◆ What you should do:
The records follow. Filter them to the lines that hold "glass".

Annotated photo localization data
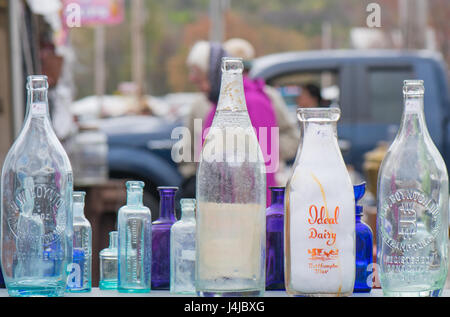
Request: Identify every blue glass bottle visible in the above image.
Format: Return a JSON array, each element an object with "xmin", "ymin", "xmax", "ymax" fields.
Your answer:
[
  {"xmin": 353, "ymin": 182, "xmax": 373, "ymax": 293},
  {"xmin": 266, "ymin": 187, "xmax": 285, "ymax": 290},
  {"xmin": 152, "ymin": 186, "xmax": 178, "ymax": 290},
  {"xmin": 67, "ymin": 191, "xmax": 92, "ymax": 292},
  {"xmin": 117, "ymin": 181, "xmax": 152, "ymax": 293}
]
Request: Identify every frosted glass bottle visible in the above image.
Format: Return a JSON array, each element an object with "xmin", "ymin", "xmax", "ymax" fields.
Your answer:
[
  {"xmin": 0, "ymin": 75, "xmax": 73, "ymax": 297},
  {"xmin": 99, "ymin": 231, "xmax": 118, "ymax": 290},
  {"xmin": 170, "ymin": 198, "xmax": 196, "ymax": 294},
  {"xmin": 285, "ymin": 107, "xmax": 355, "ymax": 297},
  {"xmin": 196, "ymin": 58, "xmax": 266, "ymax": 297},
  {"xmin": 117, "ymin": 181, "xmax": 152, "ymax": 293},
  {"xmin": 377, "ymin": 80, "xmax": 449, "ymax": 297},
  {"xmin": 67, "ymin": 191, "xmax": 92, "ymax": 292}
]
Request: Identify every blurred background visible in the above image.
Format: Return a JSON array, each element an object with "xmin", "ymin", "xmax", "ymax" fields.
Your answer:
[{"xmin": 0, "ymin": 0, "xmax": 449, "ymax": 287}]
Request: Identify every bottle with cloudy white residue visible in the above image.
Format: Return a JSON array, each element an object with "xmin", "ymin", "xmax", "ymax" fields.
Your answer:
[{"xmin": 285, "ymin": 107, "xmax": 355, "ymax": 296}]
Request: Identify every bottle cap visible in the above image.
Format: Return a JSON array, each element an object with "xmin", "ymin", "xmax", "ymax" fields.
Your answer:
[{"xmin": 353, "ymin": 182, "xmax": 366, "ymax": 215}]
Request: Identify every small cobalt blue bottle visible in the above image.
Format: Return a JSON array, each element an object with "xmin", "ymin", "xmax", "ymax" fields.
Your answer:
[{"xmin": 353, "ymin": 182, "xmax": 373, "ymax": 293}]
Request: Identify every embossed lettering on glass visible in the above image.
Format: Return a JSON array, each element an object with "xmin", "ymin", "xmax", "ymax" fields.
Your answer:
[
  {"xmin": 377, "ymin": 80, "xmax": 449, "ymax": 296},
  {"xmin": 0, "ymin": 75, "xmax": 73, "ymax": 297}
]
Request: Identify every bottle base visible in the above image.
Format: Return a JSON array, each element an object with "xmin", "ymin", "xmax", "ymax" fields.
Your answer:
[
  {"xmin": 118, "ymin": 287, "xmax": 150, "ymax": 293},
  {"xmin": 286, "ymin": 290, "xmax": 352, "ymax": 297},
  {"xmin": 197, "ymin": 289, "xmax": 264, "ymax": 297},
  {"xmin": 99, "ymin": 280, "xmax": 118, "ymax": 290},
  {"xmin": 382, "ymin": 289, "xmax": 442, "ymax": 297},
  {"xmin": 6, "ymin": 279, "xmax": 66, "ymax": 297}
]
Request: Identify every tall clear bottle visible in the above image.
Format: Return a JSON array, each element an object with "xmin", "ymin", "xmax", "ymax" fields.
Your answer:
[
  {"xmin": 196, "ymin": 57, "xmax": 266, "ymax": 297},
  {"xmin": 117, "ymin": 181, "xmax": 152, "ymax": 293},
  {"xmin": 67, "ymin": 191, "xmax": 91, "ymax": 292},
  {"xmin": 285, "ymin": 108, "xmax": 355, "ymax": 296},
  {"xmin": 99, "ymin": 231, "xmax": 118, "ymax": 290},
  {"xmin": 0, "ymin": 75, "xmax": 73, "ymax": 297},
  {"xmin": 377, "ymin": 80, "xmax": 449, "ymax": 296},
  {"xmin": 170, "ymin": 198, "xmax": 196, "ymax": 294}
]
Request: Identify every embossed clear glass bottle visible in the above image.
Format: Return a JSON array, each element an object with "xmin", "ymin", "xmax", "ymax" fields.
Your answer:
[
  {"xmin": 67, "ymin": 191, "xmax": 91, "ymax": 292},
  {"xmin": 117, "ymin": 181, "xmax": 152, "ymax": 293},
  {"xmin": 99, "ymin": 231, "xmax": 118, "ymax": 290},
  {"xmin": 196, "ymin": 58, "xmax": 266, "ymax": 297},
  {"xmin": 170, "ymin": 198, "xmax": 196, "ymax": 294},
  {"xmin": 285, "ymin": 108, "xmax": 355, "ymax": 297},
  {"xmin": 377, "ymin": 80, "xmax": 449, "ymax": 297},
  {"xmin": 0, "ymin": 75, "xmax": 73, "ymax": 297}
]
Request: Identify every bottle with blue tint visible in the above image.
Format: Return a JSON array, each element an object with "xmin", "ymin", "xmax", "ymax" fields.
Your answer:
[
  {"xmin": 170, "ymin": 198, "xmax": 196, "ymax": 294},
  {"xmin": 266, "ymin": 187, "xmax": 285, "ymax": 290},
  {"xmin": 118, "ymin": 181, "xmax": 152, "ymax": 293},
  {"xmin": 99, "ymin": 231, "xmax": 118, "ymax": 290},
  {"xmin": 353, "ymin": 183, "xmax": 373, "ymax": 293},
  {"xmin": 0, "ymin": 75, "xmax": 73, "ymax": 297},
  {"xmin": 67, "ymin": 191, "xmax": 92, "ymax": 292},
  {"xmin": 152, "ymin": 186, "xmax": 178, "ymax": 290}
]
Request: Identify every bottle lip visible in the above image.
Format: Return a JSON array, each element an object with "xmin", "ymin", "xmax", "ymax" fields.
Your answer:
[
  {"xmin": 403, "ymin": 79, "xmax": 424, "ymax": 95},
  {"xmin": 126, "ymin": 180, "xmax": 145, "ymax": 189},
  {"xmin": 26, "ymin": 75, "xmax": 49, "ymax": 90},
  {"xmin": 73, "ymin": 191, "xmax": 86, "ymax": 203},
  {"xmin": 157, "ymin": 186, "xmax": 179, "ymax": 193},
  {"xmin": 221, "ymin": 57, "xmax": 244, "ymax": 74},
  {"xmin": 297, "ymin": 107, "xmax": 341, "ymax": 122}
]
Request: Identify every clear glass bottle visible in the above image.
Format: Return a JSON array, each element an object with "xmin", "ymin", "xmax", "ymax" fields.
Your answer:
[
  {"xmin": 152, "ymin": 186, "xmax": 178, "ymax": 290},
  {"xmin": 285, "ymin": 107, "xmax": 355, "ymax": 297},
  {"xmin": 266, "ymin": 187, "xmax": 285, "ymax": 290},
  {"xmin": 170, "ymin": 198, "xmax": 196, "ymax": 294},
  {"xmin": 67, "ymin": 191, "xmax": 91, "ymax": 292},
  {"xmin": 377, "ymin": 80, "xmax": 449, "ymax": 297},
  {"xmin": 117, "ymin": 181, "xmax": 152, "ymax": 293},
  {"xmin": 353, "ymin": 183, "xmax": 373, "ymax": 293},
  {"xmin": 196, "ymin": 57, "xmax": 266, "ymax": 297},
  {"xmin": 99, "ymin": 231, "xmax": 118, "ymax": 290},
  {"xmin": 0, "ymin": 75, "xmax": 73, "ymax": 297}
]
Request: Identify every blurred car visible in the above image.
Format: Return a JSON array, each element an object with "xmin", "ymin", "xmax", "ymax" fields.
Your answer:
[{"xmin": 249, "ymin": 49, "xmax": 450, "ymax": 172}]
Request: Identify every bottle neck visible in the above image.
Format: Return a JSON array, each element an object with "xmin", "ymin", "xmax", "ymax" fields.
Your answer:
[
  {"xmin": 25, "ymin": 88, "xmax": 50, "ymax": 121},
  {"xmin": 109, "ymin": 232, "xmax": 118, "ymax": 249},
  {"xmin": 270, "ymin": 188, "xmax": 285, "ymax": 206},
  {"xmin": 127, "ymin": 189, "xmax": 143, "ymax": 206},
  {"xmin": 398, "ymin": 94, "xmax": 427, "ymax": 137},
  {"xmin": 181, "ymin": 208, "xmax": 195, "ymax": 221},
  {"xmin": 159, "ymin": 191, "xmax": 176, "ymax": 220},
  {"xmin": 216, "ymin": 69, "xmax": 247, "ymax": 112},
  {"xmin": 73, "ymin": 202, "xmax": 85, "ymax": 217}
]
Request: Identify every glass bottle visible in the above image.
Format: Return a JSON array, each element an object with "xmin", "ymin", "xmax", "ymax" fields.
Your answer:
[
  {"xmin": 285, "ymin": 107, "xmax": 355, "ymax": 297},
  {"xmin": 0, "ymin": 75, "xmax": 73, "ymax": 297},
  {"xmin": 353, "ymin": 183, "xmax": 373, "ymax": 293},
  {"xmin": 196, "ymin": 57, "xmax": 266, "ymax": 297},
  {"xmin": 67, "ymin": 191, "xmax": 91, "ymax": 292},
  {"xmin": 170, "ymin": 198, "xmax": 196, "ymax": 294},
  {"xmin": 152, "ymin": 186, "xmax": 178, "ymax": 290},
  {"xmin": 266, "ymin": 187, "xmax": 285, "ymax": 290},
  {"xmin": 377, "ymin": 80, "xmax": 449, "ymax": 297},
  {"xmin": 99, "ymin": 231, "xmax": 118, "ymax": 290},
  {"xmin": 117, "ymin": 181, "xmax": 152, "ymax": 293}
]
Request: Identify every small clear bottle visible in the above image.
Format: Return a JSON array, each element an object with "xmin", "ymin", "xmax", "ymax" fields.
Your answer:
[
  {"xmin": 117, "ymin": 181, "xmax": 152, "ymax": 293},
  {"xmin": 353, "ymin": 183, "xmax": 373, "ymax": 293},
  {"xmin": 266, "ymin": 187, "xmax": 285, "ymax": 290},
  {"xmin": 170, "ymin": 198, "xmax": 196, "ymax": 294},
  {"xmin": 99, "ymin": 231, "xmax": 118, "ymax": 290},
  {"xmin": 67, "ymin": 191, "xmax": 92, "ymax": 292},
  {"xmin": 152, "ymin": 186, "xmax": 178, "ymax": 290},
  {"xmin": 377, "ymin": 80, "xmax": 449, "ymax": 296}
]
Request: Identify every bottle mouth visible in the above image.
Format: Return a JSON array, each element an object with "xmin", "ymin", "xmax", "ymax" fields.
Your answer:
[
  {"xmin": 126, "ymin": 180, "xmax": 145, "ymax": 190},
  {"xmin": 180, "ymin": 198, "xmax": 196, "ymax": 209},
  {"xmin": 26, "ymin": 75, "xmax": 49, "ymax": 90},
  {"xmin": 297, "ymin": 107, "xmax": 341, "ymax": 123},
  {"xmin": 73, "ymin": 191, "xmax": 86, "ymax": 203},
  {"xmin": 221, "ymin": 57, "xmax": 244, "ymax": 74},
  {"xmin": 403, "ymin": 79, "xmax": 424, "ymax": 96}
]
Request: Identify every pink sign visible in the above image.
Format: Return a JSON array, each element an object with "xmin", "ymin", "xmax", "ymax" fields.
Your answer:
[{"xmin": 62, "ymin": 0, "xmax": 124, "ymax": 27}]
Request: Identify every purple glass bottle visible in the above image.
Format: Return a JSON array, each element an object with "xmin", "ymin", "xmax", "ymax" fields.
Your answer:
[
  {"xmin": 152, "ymin": 186, "xmax": 178, "ymax": 290},
  {"xmin": 266, "ymin": 187, "xmax": 285, "ymax": 290}
]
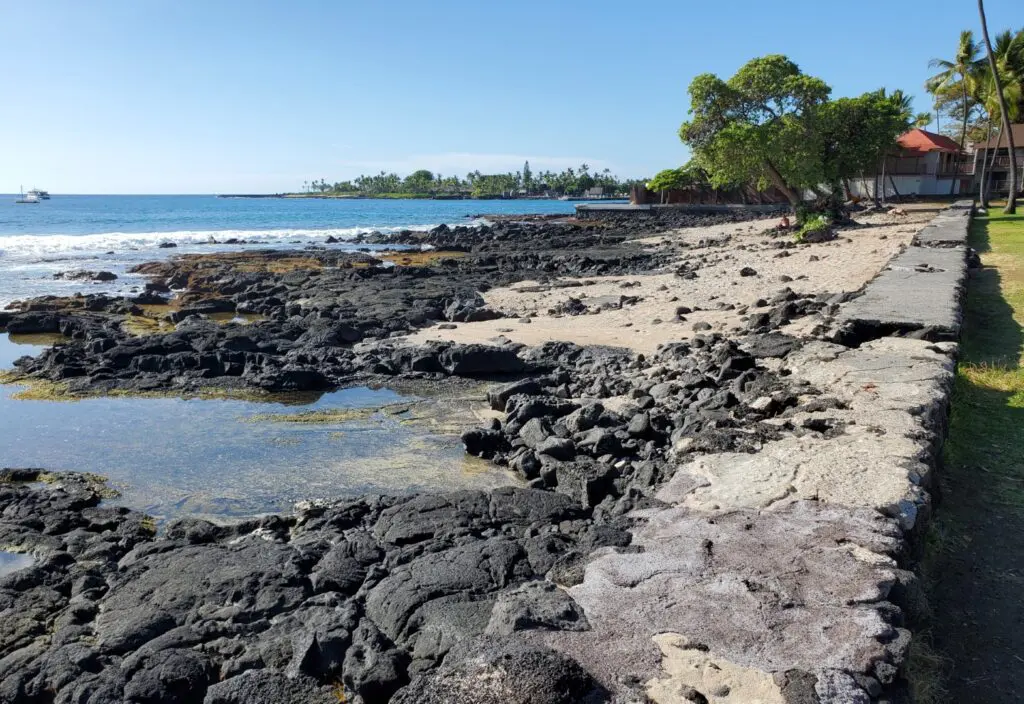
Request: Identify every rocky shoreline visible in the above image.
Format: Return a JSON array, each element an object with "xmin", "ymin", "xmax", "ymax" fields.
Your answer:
[{"xmin": 0, "ymin": 204, "xmax": 968, "ymax": 703}]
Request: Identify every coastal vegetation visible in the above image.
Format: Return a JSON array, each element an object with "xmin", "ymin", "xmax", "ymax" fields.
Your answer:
[
  {"xmin": 299, "ymin": 163, "xmax": 644, "ymax": 199},
  {"xmin": 675, "ymin": 55, "xmax": 918, "ymax": 214},
  {"xmin": 660, "ymin": 26, "xmax": 1022, "ymax": 217},
  {"xmin": 926, "ymin": 13, "xmax": 1023, "ymax": 213}
]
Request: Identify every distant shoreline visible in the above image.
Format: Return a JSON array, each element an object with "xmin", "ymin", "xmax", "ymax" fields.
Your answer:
[{"xmin": 216, "ymin": 193, "xmax": 628, "ymax": 202}]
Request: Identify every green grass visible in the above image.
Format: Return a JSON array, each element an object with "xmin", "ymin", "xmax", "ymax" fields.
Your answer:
[
  {"xmin": 916, "ymin": 208, "xmax": 1024, "ymax": 700},
  {"xmin": 942, "ymin": 209, "xmax": 1024, "ymax": 507}
]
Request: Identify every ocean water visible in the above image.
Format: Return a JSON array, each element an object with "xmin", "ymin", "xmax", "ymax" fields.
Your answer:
[
  {"xmin": 0, "ymin": 198, "xmax": 540, "ymax": 518},
  {"xmin": 0, "ymin": 194, "xmax": 598, "ymax": 305}
]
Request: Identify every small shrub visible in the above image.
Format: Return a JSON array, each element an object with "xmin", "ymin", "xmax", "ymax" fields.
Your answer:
[{"xmin": 794, "ymin": 214, "xmax": 838, "ymax": 243}]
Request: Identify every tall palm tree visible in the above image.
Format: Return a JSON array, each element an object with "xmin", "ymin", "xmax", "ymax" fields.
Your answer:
[
  {"xmin": 928, "ymin": 30, "xmax": 984, "ymax": 193},
  {"xmin": 979, "ymin": 1, "xmax": 1017, "ymax": 213},
  {"xmin": 976, "ymin": 32, "xmax": 1024, "ymax": 206}
]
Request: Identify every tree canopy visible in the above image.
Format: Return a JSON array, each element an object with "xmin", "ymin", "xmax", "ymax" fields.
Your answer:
[
  {"xmin": 679, "ymin": 55, "xmax": 832, "ymax": 203},
  {"xmin": 679, "ymin": 55, "xmax": 916, "ymax": 207},
  {"xmin": 647, "ymin": 162, "xmax": 709, "ymax": 192}
]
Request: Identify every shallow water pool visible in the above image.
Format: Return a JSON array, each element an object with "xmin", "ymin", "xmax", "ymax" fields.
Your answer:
[
  {"xmin": 0, "ymin": 334, "xmax": 515, "ymax": 520},
  {"xmin": 0, "ymin": 551, "xmax": 34, "ymax": 577}
]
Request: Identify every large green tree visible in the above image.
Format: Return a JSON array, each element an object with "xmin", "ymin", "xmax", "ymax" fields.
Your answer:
[
  {"xmin": 403, "ymin": 169, "xmax": 435, "ymax": 194},
  {"xmin": 813, "ymin": 89, "xmax": 911, "ymax": 204},
  {"xmin": 679, "ymin": 55, "xmax": 831, "ymax": 205},
  {"xmin": 647, "ymin": 161, "xmax": 709, "ymax": 192}
]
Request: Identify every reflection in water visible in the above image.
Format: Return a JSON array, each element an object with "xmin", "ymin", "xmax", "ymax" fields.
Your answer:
[
  {"xmin": 0, "ymin": 334, "xmax": 516, "ymax": 521},
  {"xmin": 0, "ymin": 551, "xmax": 34, "ymax": 577},
  {"xmin": 0, "ymin": 332, "xmax": 67, "ymax": 368}
]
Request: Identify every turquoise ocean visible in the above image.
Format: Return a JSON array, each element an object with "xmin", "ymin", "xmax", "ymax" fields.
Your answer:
[{"xmin": 0, "ymin": 195, "xmax": 601, "ymax": 305}]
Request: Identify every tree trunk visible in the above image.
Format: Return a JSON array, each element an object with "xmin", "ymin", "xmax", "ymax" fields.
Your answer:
[
  {"xmin": 763, "ymin": 161, "xmax": 800, "ymax": 207},
  {"xmin": 980, "ymin": 0, "xmax": 1017, "ymax": 213},
  {"xmin": 985, "ymin": 126, "xmax": 1003, "ymax": 201},
  {"xmin": 881, "ymin": 157, "xmax": 888, "ymax": 204},
  {"xmin": 952, "ymin": 80, "xmax": 969, "ymax": 195},
  {"xmin": 979, "ymin": 118, "xmax": 994, "ymax": 207},
  {"xmin": 842, "ymin": 177, "xmax": 853, "ymax": 201},
  {"xmin": 888, "ymin": 173, "xmax": 902, "ymax": 199},
  {"xmin": 871, "ymin": 164, "xmax": 882, "ymax": 207}
]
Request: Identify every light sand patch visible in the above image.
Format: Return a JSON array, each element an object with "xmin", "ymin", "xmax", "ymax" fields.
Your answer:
[
  {"xmin": 646, "ymin": 634, "xmax": 785, "ymax": 704},
  {"xmin": 404, "ymin": 210, "xmax": 935, "ymax": 353}
]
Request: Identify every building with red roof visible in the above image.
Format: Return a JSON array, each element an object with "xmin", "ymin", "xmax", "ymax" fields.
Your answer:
[
  {"xmin": 849, "ymin": 128, "xmax": 972, "ymax": 199},
  {"xmin": 896, "ymin": 129, "xmax": 964, "ymax": 155},
  {"xmin": 972, "ymin": 124, "xmax": 1024, "ymax": 197}
]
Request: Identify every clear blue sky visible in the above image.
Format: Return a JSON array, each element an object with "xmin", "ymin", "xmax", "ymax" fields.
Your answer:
[{"xmin": 0, "ymin": 0, "xmax": 1017, "ymax": 194}]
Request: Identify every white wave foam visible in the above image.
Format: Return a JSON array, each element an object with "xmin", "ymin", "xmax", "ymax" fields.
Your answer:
[{"xmin": 0, "ymin": 225, "xmax": 441, "ymax": 259}]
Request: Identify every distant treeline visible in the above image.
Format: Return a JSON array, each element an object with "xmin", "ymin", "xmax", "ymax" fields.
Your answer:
[{"xmin": 300, "ymin": 162, "xmax": 645, "ymax": 198}]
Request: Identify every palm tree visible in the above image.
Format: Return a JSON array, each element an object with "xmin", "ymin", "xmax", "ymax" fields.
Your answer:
[
  {"xmin": 979, "ymin": 0, "xmax": 1017, "ymax": 213},
  {"xmin": 928, "ymin": 30, "xmax": 984, "ymax": 193},
  {"xmin": 975, "ymin": 32, "xmax": 1024, "ymax": 206}
]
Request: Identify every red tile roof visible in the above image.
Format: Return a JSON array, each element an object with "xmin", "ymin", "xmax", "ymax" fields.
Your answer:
[{"xmin": 897, "ymin": 129, "xmax": 963, "ymax": 154}]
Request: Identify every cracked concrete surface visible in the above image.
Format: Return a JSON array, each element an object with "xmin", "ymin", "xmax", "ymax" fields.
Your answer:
[
  {"xmin": 838, "ymin": 246, "xmax": 966, "ymax": 337},
  {"xmin": 658, "ymin": 338, "xmax": 956, "ymax": 528},
  {"xmin": 540, "ymin": 502, "xmax": 903, "ymax": 701}
]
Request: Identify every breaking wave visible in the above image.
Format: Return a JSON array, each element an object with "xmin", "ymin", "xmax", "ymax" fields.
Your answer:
[{"xmin": 0, "ymin": 224, "xmax": 442, "ymax": 259}]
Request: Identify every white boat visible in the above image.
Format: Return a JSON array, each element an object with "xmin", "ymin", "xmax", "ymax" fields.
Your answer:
[
  {"xmin": 15, "ymin": 186, "xmax": 39, "ymax": 204},
  {"xmin": 26, "ymin": 188, "xmax": 50, "ymax": 200}
]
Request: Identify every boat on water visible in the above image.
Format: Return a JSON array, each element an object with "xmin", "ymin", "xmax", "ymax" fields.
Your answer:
[
  {"xmin": 14, "ymin": 186, "xmax": 40, "ymax": 204},
  {"xmin": 26, "ymin": 188, "xmax": 50, "ymax": 200}
]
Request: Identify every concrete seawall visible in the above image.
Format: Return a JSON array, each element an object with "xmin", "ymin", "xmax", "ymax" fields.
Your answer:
[{"xmin": 539, "ymin": 202, "xmax": 972, "ymax": 702}]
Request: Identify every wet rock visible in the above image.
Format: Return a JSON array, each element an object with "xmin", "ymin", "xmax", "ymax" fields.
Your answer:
[
  {"xmin": 54, "ymin": 270, "xmax": 119, "ymax": 282},
  {"xmin": 461, "ymin": 428, "xmax": 507, "ymax": 458}
]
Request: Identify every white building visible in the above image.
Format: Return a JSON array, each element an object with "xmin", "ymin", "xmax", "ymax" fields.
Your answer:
[{"xmin": 849, "ymin": 129, "xmax": 971, "ymax": 199}]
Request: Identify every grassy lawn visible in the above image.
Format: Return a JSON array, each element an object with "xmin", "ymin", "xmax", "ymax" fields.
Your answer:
[
  {"xmin": 922, "ymin": 207, "xmax": 1024, "ymax": 702},
  {"xmin": 945, "ymin": 210, "xmax": 1024, "ymax": 507}
]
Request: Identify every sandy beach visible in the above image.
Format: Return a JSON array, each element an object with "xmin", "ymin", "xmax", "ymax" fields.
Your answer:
[{"xmin": 405, "ymin": 207, "xmax": 938, "ymax": 353}]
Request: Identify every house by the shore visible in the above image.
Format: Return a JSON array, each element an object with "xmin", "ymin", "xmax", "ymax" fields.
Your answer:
[
  {"xmin": 970, "ymin": 123, "xmax": 1024, "ymax": 196},
  {"xmin": 849, "ymin": 129, "xmax": 972, "ymax": 199}
]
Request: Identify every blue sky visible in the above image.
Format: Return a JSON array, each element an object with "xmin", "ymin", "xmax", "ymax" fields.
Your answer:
[{"xmin": 0, "ymin": 0, "xmax": 1018, "ymax": 194}]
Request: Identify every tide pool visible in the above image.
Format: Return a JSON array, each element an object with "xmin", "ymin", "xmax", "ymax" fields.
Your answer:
[{"xmin": 0, "ymin": 334, "xmax": 515, "ymax": 521}]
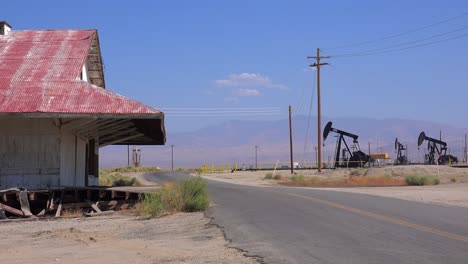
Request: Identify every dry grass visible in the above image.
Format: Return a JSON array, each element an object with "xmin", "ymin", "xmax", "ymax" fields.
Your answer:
[
  {"xmin": 99, "ymin": 171, "xmax": 142, "ymax": 187},
  {"xmin": 280, "ymin": 175, "xmax": 407, "ymax": 187},
  {"xmin": 61, "ymin": 208, "xmax": 83, "ymax": 218},
  {"xmin": 138, "ymin": 177, "xmax": 209, "ymax": 217}
]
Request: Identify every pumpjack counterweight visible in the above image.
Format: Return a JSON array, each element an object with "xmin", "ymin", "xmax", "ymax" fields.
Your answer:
[{"xmin": 323, "ymin": 122, "xmax": 369, "ymax": 168}]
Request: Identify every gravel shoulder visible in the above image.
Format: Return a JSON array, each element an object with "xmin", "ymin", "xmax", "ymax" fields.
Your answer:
[{"xmin": 0, "ymin": 212, "xmax": 259, "ymax": 264}]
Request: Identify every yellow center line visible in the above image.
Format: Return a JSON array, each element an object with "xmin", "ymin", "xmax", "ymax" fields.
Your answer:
[{"xmin": 273, "ymin": 190, "xmax": 468, "ymax": 243}]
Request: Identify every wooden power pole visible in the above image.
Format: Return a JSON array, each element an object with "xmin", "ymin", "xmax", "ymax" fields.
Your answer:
[
  {"xmin": 289, "ymin": 105, "xmax": 294, "ymax": 174},
  {"xmin": 465, "ymin": 133, "xmax": 467, "ymax": 163},
  {"xmin": 171, "ymin": 144, "xmax": 174, "ymax": 171},
  {"xmin": 308, "ymin": 48, "xmax": 329, "ymax": 172}
]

◆ Solution to this task:
Request: Identify every blue glass bottle visible in the above image.
Request: Identify every frosted glass bottle visible in the above image.
Request: Identify every embossed lettering on glass visible in the above image.
Request: Identify every embossed clear glass bottle visible in the above image.
Request: Identify every clear glass bottle visible in the above image.
Request: Identify every glass bottle visible in the above image.
Request: Identify every purple glass bottle visible in the above image.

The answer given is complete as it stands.